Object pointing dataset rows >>
·····
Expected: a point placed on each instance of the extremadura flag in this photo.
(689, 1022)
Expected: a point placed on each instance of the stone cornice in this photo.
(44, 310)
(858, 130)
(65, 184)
·····
Rescale the coordinates in the rows above by multiplying each value by 0.5 and rounding to whole numbers, with halves rounding up. Write out every line again, requests included, and leave the request wording as it is.

Expected: a point placed on each instance of the extremadura flag in this photo.
(345, 511)
Expected: a point placed on each instance of the stone cornice in this photo.
(22, 155)
(429, 65)
(33, 92)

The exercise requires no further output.